§ What you will do:
Convert the listing, from its first line through the line that contains "[48,293,158,368]", into a numbered list, omitting blank lines.

§ Given information:
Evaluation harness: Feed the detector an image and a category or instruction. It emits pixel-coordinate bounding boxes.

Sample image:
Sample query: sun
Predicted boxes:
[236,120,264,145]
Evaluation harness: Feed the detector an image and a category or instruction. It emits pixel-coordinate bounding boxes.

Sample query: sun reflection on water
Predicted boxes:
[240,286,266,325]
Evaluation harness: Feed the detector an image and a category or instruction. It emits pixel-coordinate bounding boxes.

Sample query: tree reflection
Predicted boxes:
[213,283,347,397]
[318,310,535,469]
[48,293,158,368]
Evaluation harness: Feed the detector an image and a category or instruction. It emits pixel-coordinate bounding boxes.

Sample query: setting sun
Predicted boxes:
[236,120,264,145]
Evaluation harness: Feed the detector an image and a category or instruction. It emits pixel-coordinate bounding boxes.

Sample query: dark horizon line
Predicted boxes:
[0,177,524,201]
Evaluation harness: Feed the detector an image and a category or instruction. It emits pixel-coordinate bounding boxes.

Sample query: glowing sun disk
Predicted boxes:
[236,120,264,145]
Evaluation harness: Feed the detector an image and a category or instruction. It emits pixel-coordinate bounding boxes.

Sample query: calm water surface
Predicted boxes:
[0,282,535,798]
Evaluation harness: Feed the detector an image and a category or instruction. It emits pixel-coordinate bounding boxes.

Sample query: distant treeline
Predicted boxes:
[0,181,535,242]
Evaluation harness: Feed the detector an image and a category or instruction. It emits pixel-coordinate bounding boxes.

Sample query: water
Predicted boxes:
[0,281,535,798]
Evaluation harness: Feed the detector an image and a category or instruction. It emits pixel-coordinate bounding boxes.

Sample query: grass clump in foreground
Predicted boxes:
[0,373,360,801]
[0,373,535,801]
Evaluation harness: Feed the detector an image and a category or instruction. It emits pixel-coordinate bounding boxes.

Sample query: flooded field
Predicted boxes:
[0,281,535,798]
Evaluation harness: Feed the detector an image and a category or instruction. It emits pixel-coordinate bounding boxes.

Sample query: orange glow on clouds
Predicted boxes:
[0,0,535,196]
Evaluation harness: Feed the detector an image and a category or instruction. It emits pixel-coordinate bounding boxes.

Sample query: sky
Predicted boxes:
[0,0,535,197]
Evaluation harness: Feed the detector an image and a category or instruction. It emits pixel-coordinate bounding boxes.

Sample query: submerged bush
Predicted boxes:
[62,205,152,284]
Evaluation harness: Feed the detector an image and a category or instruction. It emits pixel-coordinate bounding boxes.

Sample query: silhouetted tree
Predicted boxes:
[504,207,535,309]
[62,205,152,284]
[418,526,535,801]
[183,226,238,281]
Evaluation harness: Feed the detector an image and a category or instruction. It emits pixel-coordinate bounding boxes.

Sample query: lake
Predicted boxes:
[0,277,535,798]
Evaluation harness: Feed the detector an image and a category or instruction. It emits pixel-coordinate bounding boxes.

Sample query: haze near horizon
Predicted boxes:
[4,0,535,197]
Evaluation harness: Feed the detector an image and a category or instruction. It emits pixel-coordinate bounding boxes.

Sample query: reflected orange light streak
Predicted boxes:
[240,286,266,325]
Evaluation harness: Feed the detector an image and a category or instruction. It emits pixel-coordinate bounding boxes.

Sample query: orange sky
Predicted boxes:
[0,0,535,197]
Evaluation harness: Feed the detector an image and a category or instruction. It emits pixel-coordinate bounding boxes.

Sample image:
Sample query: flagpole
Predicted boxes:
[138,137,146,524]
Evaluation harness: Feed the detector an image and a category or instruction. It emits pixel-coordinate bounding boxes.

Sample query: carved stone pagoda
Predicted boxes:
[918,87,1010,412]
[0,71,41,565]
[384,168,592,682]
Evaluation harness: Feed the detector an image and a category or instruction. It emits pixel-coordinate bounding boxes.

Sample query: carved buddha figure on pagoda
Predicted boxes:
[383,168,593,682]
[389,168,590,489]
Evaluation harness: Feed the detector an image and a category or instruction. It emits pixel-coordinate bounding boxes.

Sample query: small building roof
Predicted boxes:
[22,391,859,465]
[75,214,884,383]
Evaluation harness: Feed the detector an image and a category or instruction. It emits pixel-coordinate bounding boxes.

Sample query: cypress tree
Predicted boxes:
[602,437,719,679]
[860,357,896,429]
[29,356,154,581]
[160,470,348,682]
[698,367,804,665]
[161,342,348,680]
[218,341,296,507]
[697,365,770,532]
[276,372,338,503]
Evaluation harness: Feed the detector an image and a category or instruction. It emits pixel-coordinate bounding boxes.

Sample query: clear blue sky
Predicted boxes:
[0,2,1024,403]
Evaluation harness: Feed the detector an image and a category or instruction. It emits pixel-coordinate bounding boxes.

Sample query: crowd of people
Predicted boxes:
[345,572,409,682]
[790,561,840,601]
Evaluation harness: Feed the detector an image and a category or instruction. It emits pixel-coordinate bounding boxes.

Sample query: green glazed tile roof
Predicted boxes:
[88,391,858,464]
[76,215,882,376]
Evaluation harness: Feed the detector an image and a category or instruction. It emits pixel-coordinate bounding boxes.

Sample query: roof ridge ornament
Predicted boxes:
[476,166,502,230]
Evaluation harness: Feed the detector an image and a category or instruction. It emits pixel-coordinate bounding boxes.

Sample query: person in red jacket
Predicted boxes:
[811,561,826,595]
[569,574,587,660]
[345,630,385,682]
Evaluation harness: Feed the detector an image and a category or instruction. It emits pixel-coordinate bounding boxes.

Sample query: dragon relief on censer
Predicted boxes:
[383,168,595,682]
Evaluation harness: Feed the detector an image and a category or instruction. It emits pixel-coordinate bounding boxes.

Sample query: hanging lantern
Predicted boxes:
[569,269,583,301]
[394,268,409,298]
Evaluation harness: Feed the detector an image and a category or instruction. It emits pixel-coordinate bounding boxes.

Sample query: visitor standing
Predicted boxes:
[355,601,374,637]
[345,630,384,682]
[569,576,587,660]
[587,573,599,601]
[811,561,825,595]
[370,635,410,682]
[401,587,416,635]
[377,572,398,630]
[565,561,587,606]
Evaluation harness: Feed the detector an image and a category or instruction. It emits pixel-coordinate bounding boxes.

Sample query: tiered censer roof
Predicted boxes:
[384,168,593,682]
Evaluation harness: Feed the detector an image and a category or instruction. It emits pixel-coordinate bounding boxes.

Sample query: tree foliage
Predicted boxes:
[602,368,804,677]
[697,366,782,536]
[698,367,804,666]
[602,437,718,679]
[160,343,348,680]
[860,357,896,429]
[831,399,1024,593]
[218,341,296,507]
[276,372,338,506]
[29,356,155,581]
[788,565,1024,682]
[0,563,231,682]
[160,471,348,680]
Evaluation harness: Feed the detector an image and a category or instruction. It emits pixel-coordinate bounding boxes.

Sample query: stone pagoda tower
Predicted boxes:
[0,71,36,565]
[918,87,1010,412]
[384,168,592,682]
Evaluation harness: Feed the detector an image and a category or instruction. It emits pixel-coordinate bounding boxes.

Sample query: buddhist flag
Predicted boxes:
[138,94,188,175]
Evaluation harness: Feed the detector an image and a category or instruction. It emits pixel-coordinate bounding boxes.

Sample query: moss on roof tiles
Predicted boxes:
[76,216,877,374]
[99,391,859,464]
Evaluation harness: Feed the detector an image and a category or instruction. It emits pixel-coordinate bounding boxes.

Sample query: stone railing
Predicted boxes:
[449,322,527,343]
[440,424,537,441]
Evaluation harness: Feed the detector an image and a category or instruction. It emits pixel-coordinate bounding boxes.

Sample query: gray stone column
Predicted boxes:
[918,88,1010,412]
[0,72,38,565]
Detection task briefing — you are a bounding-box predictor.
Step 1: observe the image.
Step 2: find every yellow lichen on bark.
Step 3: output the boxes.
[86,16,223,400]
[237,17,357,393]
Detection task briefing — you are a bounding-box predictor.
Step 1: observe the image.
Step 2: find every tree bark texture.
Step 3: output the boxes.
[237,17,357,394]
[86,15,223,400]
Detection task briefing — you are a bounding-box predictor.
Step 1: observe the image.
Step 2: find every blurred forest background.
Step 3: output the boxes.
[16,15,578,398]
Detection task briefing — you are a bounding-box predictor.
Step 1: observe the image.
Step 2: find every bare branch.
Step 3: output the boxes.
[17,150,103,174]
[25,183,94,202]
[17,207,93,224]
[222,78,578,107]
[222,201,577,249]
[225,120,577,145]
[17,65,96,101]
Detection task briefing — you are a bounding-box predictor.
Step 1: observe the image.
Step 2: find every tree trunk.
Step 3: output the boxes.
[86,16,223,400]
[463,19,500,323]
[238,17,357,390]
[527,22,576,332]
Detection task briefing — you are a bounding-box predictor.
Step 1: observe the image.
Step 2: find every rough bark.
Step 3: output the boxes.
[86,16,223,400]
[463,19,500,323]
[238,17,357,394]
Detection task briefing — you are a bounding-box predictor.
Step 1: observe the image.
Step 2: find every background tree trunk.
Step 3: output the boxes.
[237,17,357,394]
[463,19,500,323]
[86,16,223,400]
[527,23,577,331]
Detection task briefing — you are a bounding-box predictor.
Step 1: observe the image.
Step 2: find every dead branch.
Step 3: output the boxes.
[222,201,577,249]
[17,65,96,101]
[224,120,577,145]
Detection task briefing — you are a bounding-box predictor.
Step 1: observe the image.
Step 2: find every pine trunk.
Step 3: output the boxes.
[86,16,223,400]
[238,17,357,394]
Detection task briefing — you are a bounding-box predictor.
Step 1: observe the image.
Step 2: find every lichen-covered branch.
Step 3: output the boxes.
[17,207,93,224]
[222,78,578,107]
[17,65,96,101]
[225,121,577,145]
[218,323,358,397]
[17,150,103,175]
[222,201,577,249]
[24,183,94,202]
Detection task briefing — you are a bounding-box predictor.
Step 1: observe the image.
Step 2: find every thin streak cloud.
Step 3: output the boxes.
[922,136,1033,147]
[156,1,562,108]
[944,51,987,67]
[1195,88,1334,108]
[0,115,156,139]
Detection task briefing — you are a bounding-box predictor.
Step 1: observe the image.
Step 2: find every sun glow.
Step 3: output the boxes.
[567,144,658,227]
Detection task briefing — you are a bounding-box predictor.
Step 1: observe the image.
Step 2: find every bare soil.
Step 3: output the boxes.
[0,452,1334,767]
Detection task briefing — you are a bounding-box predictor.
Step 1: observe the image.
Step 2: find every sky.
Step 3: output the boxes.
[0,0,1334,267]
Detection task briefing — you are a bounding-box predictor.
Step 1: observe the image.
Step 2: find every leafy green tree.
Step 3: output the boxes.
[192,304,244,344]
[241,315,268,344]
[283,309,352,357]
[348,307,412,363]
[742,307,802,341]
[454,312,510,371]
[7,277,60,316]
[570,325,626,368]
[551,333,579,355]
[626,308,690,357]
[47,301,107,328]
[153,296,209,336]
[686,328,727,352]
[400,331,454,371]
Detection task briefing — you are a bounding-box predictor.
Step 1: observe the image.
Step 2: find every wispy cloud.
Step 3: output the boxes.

§ Answer below:
1. Evaluation harness: Feed the detector an image and a category or instruction. It emits pixel-coordinate bounding boxes.
2. Sample image:
3. Sample query: sun
4. Predicted boxes:
5. [236,120,264,145]
6. Evaluation harness: Feed the detector an image and a category or instruction. It emits pixel-coordinate bounding boxes.
7. Sample query: sun reflection on water
8. Predicted boxes:
9. [240,286,266,325]
10. Evaluation harness: Feed the detector an image and a category or instruction. It emits pixel-coordinate bounding boxes.
11. Sample query: tree reflection
12. Predicted boxes:
13. [213,283,347,397]
14. [318,310,535,469]
15. [48,293,158,368]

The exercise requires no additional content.